** Supplied data **
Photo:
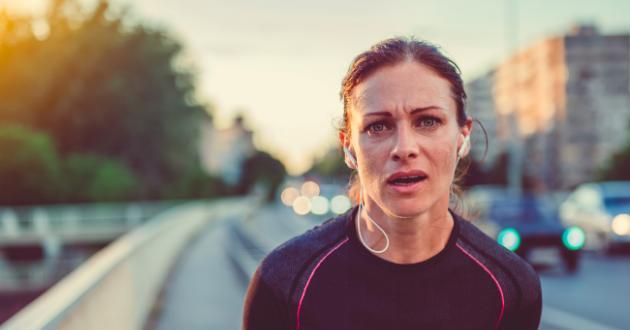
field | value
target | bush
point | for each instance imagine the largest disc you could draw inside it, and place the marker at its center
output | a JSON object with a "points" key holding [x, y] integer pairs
{"points": [[94, 178], [29, 167]]}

** Work instructions **
Return every row above line for line and word for word, with the pictures left out.

** Response below **
Photo:
field | value
target | bush
point | for each instance imagine the largest disc you could draw inside it, and place the marker at its center
output | a JSON object with a "points" key holding [x, y] integer pairs
{"points": [[94, 178], [29, 167]]}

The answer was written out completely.